* EXERCISE
Quote the data below in full, please, without altering anything.

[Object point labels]
______________________________

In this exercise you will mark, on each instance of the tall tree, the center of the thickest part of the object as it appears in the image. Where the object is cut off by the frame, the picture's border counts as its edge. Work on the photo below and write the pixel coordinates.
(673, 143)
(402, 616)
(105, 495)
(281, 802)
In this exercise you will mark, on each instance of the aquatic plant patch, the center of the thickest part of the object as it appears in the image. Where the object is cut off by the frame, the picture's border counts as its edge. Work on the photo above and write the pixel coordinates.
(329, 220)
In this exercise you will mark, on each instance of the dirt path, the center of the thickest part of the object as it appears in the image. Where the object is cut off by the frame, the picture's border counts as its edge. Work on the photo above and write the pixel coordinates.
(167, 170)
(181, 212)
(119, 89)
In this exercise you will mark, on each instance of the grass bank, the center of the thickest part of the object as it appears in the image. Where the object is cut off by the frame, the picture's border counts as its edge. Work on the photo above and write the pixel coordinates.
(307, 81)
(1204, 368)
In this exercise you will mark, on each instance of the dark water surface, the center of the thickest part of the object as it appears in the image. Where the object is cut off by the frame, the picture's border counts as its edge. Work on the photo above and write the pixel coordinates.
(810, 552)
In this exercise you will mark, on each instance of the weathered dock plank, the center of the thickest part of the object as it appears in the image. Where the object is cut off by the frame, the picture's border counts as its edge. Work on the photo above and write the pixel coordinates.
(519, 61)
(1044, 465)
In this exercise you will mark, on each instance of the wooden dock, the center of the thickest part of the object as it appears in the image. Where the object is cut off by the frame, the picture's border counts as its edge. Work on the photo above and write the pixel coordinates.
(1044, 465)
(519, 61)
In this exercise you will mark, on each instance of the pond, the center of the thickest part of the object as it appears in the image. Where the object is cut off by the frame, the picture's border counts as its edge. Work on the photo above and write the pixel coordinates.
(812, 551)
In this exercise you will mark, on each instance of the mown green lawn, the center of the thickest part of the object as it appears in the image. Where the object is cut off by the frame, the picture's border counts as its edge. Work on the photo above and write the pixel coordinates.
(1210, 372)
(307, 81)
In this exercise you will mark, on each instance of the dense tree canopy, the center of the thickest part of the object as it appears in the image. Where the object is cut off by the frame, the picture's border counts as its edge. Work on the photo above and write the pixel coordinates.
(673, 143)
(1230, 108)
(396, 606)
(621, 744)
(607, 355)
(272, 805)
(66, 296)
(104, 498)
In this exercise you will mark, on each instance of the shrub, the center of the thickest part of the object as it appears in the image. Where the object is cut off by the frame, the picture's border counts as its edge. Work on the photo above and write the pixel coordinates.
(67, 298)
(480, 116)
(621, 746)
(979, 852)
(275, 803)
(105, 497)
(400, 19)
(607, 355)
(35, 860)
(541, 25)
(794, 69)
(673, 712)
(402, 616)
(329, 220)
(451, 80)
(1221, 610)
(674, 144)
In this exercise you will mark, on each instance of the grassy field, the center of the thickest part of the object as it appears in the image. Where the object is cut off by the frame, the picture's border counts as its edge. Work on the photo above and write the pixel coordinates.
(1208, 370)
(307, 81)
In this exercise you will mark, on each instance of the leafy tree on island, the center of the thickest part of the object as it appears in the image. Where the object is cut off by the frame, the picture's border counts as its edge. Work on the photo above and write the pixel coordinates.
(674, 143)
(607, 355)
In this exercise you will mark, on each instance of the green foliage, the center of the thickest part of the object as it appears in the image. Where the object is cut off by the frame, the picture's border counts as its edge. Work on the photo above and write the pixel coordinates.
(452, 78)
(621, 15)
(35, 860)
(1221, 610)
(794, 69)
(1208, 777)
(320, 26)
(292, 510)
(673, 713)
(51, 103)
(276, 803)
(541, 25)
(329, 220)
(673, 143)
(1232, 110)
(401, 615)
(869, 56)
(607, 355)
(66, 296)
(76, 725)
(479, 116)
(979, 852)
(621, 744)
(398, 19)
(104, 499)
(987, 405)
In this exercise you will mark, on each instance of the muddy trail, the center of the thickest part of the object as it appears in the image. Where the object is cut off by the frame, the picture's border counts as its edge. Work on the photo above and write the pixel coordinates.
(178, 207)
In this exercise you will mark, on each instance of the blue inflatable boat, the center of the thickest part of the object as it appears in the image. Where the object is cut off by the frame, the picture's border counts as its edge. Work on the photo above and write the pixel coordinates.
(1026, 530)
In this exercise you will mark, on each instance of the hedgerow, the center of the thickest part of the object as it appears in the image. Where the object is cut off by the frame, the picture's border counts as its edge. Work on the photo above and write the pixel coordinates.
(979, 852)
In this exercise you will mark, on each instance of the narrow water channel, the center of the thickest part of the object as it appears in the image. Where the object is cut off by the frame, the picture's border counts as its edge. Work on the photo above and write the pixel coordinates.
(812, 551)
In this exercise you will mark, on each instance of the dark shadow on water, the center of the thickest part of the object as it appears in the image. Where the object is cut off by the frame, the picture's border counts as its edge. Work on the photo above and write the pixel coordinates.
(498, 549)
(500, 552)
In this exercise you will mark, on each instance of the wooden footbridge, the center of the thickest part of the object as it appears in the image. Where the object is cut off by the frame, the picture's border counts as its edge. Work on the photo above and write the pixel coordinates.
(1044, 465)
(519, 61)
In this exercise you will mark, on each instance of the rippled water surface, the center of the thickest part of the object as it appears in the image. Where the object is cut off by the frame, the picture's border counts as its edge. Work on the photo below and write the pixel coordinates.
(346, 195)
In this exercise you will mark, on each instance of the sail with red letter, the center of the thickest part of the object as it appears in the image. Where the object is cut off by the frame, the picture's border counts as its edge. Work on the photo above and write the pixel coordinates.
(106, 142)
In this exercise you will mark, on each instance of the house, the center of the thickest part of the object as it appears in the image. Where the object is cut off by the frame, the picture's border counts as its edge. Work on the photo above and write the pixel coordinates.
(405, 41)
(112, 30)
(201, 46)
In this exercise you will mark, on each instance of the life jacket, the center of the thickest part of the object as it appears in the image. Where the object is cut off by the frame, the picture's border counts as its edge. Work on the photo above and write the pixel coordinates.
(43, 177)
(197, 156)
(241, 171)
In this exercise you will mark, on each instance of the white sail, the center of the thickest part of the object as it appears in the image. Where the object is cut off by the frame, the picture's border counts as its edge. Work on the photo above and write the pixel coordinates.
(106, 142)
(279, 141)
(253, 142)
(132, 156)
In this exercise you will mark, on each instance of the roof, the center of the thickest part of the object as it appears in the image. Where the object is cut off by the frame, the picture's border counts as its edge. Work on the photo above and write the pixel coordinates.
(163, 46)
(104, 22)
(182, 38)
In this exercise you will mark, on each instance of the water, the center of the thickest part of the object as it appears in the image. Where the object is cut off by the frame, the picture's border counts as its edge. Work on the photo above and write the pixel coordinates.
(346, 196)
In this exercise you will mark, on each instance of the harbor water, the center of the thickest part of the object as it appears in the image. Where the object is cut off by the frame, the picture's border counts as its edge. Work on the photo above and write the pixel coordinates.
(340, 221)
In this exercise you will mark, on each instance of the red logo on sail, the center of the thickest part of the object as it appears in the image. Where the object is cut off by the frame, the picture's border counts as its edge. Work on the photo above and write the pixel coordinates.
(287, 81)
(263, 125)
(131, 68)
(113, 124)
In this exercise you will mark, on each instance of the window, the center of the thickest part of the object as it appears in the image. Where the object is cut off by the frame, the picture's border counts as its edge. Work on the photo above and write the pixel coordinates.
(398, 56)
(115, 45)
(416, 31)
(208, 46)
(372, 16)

______________________________

* PROBLEM SOLUTION
In this exercise you will mark, on each instance of the tall tree, the center of the thickest part of the object as it appears in the image. Where the object is cut off by the frame, the picture's border counts as its edge. Work on the photo below and write the pixel coordinates.
(673, 143)
(402, 616)
(105, 495)
(281, 802)
In this exercise you will mark, on each instance of the aquatic plant patch, the center of the thickest part of the object as it appears in the image. Where the object is cut off by the frame, the picture's border counts as its edge. Work on the photo above and write the pixel coordinates.
(329, 220)
In this exercise you will mark, on each instance of the dirt path, the center of the thickest part of the object as it appears in the image. Where the object is cut off by the frame, the picture's border counts as its edge. Work on the photo above and write the pixel coordinates.
(167, 170)
(181, 212)
(119, 89)
In this exercise you will mark, on each instance of the grass bank, the center of the thickest part of the object as it appears in the image. Where the object is cut off by the frame, the picture's border counts as its edge. Work on the photo above and write the pixel coordinates.
(307, 81)
(1204, 368)
In this exercise you will mark, on each instance of the dark water surface, the center of the thickest part of the object as it appears in the image. Where the object is cut off by the frame, the picture's border counts as its edge. Work on the photo above and write the pixel coordinates.
(810, 552)
In this exercise you will mark, on each instance of the weathered dock plank, the center of the thickest part of the object as it appears in the image. Where the object is cut off by the frame, the picture's border counts as its edge. Work on the photo above and write the pixel coordinates.
(519, 61)
(1044, 465)
In this exercise you will mark, on each instance of the wooden dock, the center of the thickest part of the object as it appears in the image. Where the object is cut off by the frame, the picture's border counts as its edge. Work on the photo above and write the pixel coordinates.
(1044, 465)
(519, 61)
In this exercise you will mark, on each instance of the pond, the center of the thickest part of the object as it appears in the image. Where the object is cut off by the frame, the picture's border counts as its edge. Work on the photo above and write the pixel coordinates.
(812, 551)
In this exercise you will mark, on each instance of the mown green lawn, the center of the thickest part of the object as it appears in the image. Where the object is cut off by the frame, the picture's border counts as its edge. Work on the photo above and write the pixel coordinates.
(1210, 372)
(307, 81)
In this exercise you will mark, on each instance of the dense tree canopy, the center of the thickest part of the object as it appears in the image. Where the object is cut off by the frame, the picture's border counts as its edge. Work on the photo above and write the pixel coordinates.
(673, 143)
(1230, 108)
(396, 606)
(621, 744)
(607, 355)
(272, 805)
(66, 296)
(104, 498)
In this exercise you will mark, on each instance of the shrub, the center of the thickest part of the object as it appears in the image. Where the object is cut off by the frame, the picture's border counts as its edge. Work on the photo above and write the pixel coordinates.
(67, 298)
(480, 116)
(621, 746)
(979, 852)
(275, 803)
(105, 497)
(400, 19)
(607, 355)
(35, 860)
(541, 25)
(794, 69)
(673, 712)
(402, 616)
(329, 220)
(451, 80)
(1221, 610)
(674, 144)
In this exercise you will mark, on each instance of the grassy field, the center of the thickest part of the object as it appears in the image. Where the object is cut off by the frame, the picture's border counts as its edge. Work on the photo above and write the pixel coordinates.
(1208, 370)
(307, 81)
In this exercise you will mark, on each instance of the leafy tree on island, the center of the thickest part of the object as it appears in the image. Where the object is cut off by the frame, the picture's border counts as its edge. Work on the photo above and write the pixel coordinates.
(674, 143)
(607, 355)
In this exercise you will mark, on each instance of the green foliage, the center of the thickest part of the object as it appears in the image. Where the object is cut off by the frame, the picture's border counts as its edge. Work on the photo above and write the pixel coordinates.
(452, 78)
(621, 15)
(35, 860)
(1221, 610)
(794, 69)
(1208, 777)
(320, 26)
(292, 510)
(673, 713)
(51, 103)
(276, 803)
(541, 25)
(329, 220)
(673, 143)
(1232, 110)
(401, 615)
(869, 56)
(607, 355)
(66, 296)
(76, 725)
(479, 116)
(979, 852)
(621, 744)
(398, 19)
(104, 499)
(987, 405)
In this exercise you will mark, on each instance of the muddy trail, the center of the thickest part of the object as it appears in the image. Where the object is cut off by the frame, the picture's border counts as its edge. Work on the photo above and write the pixel coordinates.
(178, 207)
In this exercise you will mark, on each instance of the blue inflatable boat, the center of the thickest part of the object as it appears in the image. Where the object is cut off by the frame, the picture's border counts as its edge. Work on the photo above and write the pixel coordinates.
(1026, 530)
In this exercise you will mark, on each instance of the hedgerow, the center of the thickest part of the object as it appears in the image. Where the object is cut off by the frame, the picture's border counts as its edge. Work on the photo above and write the pixel coordinates.
(979, 852)
In this exercise you will mark, on each instance of the narrow water channel, the center of the thickest part of the object as it appears in the image. Where the object is cut off by the frame, the picture's border counts as its edge. Work on the photo above and write the pixel coordinates.
(812, 551)
In this exercise you will mark, on each instance of the dark shadow on water, the center of the thickest part of the object as it appears in the image. Where the object is cut off by the frame, the picture's border counts as its edge. Work on the photo above and write the pixel coordinates.
(498, 549)
(500, 552)
In this exercise you will mark, on each instance of the wooden footbridge, the center of the thickest part of the object as it appears in the image. Where the object is cut off by the frame, the picture's border counts as its edge. Work on the photo above and write the pixel coordinates.
(1044, 465)
(519, 61)
In this exercise you will mark, on each instance of the rippled water surface, the center of the thickest part of the object as it appears in the image. Where the object is cut off by the frame, the picture's border counts as its edge. Work on the photo below and write the pixel coordinates.
(346, 195)
In this exercise you will mark, on each instance of the sail with red letter, the center of the thickest part of the object as it appears in the image. Where the object is cut off by the frame, the picture's border counts as its edge. Work on the photo above and write the pixel coordinates.
(106, 142)
In this exercise you will mark, on each instance of the house, the center of the thickest part of the object as it appears in the image. Where the object is cut off by the frame, the picture's border counts as its edge. Work on the photo above and write the pixel coordinates.
(405, 41)
(112, 30)
(201, 46)
In this exercise you will mark, on each instance of the life jacket, the center of the thickest part of the object as it appears in the image. Where the object is cut off by the frame, the picture's border counts as its edge. Work on the photo above and write the pixel coordinates.
(43, 177)
(197, 156)
(241, 171)
In this exercise you will mark, on each instance of the white sail, the center of the thickest part of the object as it appears in the image. Where the object is cut off by the frame, the picture's border counts as its edge. Work on the photo above and write the pixel coordinates.
(106, 142)
(279, 141)
(253, 142)
(132, 156)
In this exercise you will mark, on each instance of the roof, the center of the thickest part of the object as it appears in the image. Where the object is cut off by the frame, the picture's border counts as its edge. Work on the photo above and write the pixel coordinates.
(163, 46)
(104, 22)
(182, 38)
In this exercise you will mark, on each instance of the water, the center of the thickest part of the object as it appears in the image. Where the object is cut off by the frame, the picture's border counts as its edge. Work on the photo above and write the pixel coordinates.
(346, 196)
In this exercise you will mark, on each instance of the harbor water, the center of the thickest part of the object as it appears in the image. Where the object is cut off by the frame, the picture's border counts as its edge. Work on the photo above and write the pixel coordinates.
(340, 221)
In this exercise you will mark, on each instance of the red logo on sail, the center of the thickest part of the object as it appears in the image. Where the object is cut off by the frame, the picture's border counts as its edge. Work on the photo above and write the pixel coordinates.
(287, 81)
(263, 125)
(131, 68)
(113, 124)
In this exercise you will mark, on each instance of the window, the center of the thickest part of the object as it appears in the image. Where the object is cut off by the frame, the picture's border counts as its edge. Work on the photo above and write the pixel coordinates.
(398, 56)
(115, 45)
(416, 31)
(208, 46)
(372, 16)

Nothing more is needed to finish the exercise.